PASSAGE GIVEN ->
────

One night when the old countess, in nightcap and dressing jacket, without her false curls, and with her poor little knob of hair showing under her white cotton cap, knelt sighing and groaning on a rug and bowing to the ground in prayer, her door creaked and Natasha, also in a dressing jacket with slippers on her bare feet and her hair in curlpapers, ran in. The countess - her prayerful mood dispelled - looked round and frowned. She was finishing her last prayer: "Can it be that this couch will be my grave?" Natasha, flushed and eager, seeing her mother in prayer, suddenly checked her rush, half sat down, and unconsciously put out her tongue as if chiding herself. Seeing that her mother was still praying she ran on tiptoe to the bed and, rapidly slipping one little foot against the other, pushed off her slippers and jumped onto the bed the countess had feared might become her grave. This couch was high, with a feather bed and five pillows each smaller than the one below. Natasha jumped on it, sank into the feather bed, rolled over to the wall, and began snuggling up the bedclothes as she settled down, raising her knees to her chin, kicking out and laughing almost inaudibly, now covering herself up head and all, and now peeping at her mother. The countess finished her prayers and came to the bed with a stern face, but seeing, that Natasha's head was covered, she smiled in her kind, weak way. (Book Six, chapter 13)

────

DATA SECTION ->
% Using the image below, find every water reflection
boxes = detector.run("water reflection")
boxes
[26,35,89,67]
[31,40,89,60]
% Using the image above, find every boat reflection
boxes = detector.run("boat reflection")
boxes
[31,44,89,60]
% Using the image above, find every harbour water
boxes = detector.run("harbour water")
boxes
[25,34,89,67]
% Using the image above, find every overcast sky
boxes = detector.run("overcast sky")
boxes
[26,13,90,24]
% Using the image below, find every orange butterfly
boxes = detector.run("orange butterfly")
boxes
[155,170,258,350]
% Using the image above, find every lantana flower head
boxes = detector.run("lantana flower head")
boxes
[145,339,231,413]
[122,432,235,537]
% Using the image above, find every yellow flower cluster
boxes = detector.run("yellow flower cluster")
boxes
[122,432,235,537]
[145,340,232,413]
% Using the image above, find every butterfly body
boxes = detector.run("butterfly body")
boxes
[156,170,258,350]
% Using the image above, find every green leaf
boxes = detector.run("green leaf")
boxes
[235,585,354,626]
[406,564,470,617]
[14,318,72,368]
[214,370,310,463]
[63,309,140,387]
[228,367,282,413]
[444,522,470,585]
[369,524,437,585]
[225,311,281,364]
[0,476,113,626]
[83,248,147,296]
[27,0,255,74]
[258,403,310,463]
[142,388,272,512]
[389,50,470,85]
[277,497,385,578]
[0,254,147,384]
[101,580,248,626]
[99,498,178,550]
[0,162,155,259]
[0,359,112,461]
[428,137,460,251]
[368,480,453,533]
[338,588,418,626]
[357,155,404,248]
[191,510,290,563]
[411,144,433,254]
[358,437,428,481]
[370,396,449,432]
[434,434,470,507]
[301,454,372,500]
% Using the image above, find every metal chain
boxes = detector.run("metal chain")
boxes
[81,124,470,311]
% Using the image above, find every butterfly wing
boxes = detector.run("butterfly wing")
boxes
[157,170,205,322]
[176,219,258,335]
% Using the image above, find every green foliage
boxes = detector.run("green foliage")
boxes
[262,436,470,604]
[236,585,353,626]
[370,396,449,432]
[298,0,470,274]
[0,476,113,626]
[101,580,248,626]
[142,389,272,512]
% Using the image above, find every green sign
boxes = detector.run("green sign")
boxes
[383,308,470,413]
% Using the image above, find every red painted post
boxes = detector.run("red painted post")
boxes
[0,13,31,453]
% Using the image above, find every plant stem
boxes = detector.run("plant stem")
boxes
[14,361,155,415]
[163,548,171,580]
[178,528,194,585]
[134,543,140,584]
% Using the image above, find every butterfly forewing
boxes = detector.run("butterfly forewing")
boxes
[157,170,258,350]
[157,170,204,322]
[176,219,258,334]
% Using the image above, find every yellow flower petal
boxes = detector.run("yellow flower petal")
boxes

────

WHAT TO WORK ON ->
[a] In the passage about Natasha and the countess, how many pillows were on the countess's bed?
[b] Extend the passage about Natasha and the countess, picking up after its final sentence.

ANSWERS FOR THE EXERCISE ->
[a] Five, each smaller than the one below.

[b]
Dr Pearlman brings to mind jeu perlé mentioned by Tolstoy in Otrochestvo ("Boyhood," 1854):
Никогда ни в ком не встречал я такого фамильного сходства, как между сестрой и матушкой. Сходство это заключалось не в лице, не в сложении, но в чем-то неуловимом: в руках, в манере ходить, в особенности в голосе в некоторых выражениях. Когда Любочка сердилась и говорила: «целый век не пускают», это слово целый век, которое имела тоже привычку говорить maman, она выговаривала так, что, казалось, слышал ее, как-то протяжно: це-е-лый век; но необыкновеннее всего было это сходство в игре ее на фортепьяно и во всех приемах при этом: она так же оправляла платье, так же поворачивала листы левой рукой сверху, так же с досады кулаком била по клавишам, когда долго не удавался трудный пассаж, и говорила: «ах, Бог мой!», и та же неуловимая нежность и отчетливость игры, той прекрасной фильдовской игры, так хорошо названной jeu perlé, прелести которой не могли заставить забыть все фокус-покусы новейших пьянистов.
Never was there such a family likeness as between Mamma and my sister—not so much in the face or the stature as in the hands, the walk, the voice, the favourite expressions, and, above all, the way of playing the piano and the whole demeanour at the instrument. Lubochka always arranged her dress when sitting down just as Mamma had done, as well as turned the leaves like her, tapped her fingers angrily and said “Dear me!” whenever a difficult passage did not go smoothly, and, in particular, played with the delicacy and exquisite purity of touch which in those days caused the execution of Field’s music to be known characteristically as “jeu perlé” and to lie beyond comparison with the humbug of our modern virtuosi. (Chapter XXII)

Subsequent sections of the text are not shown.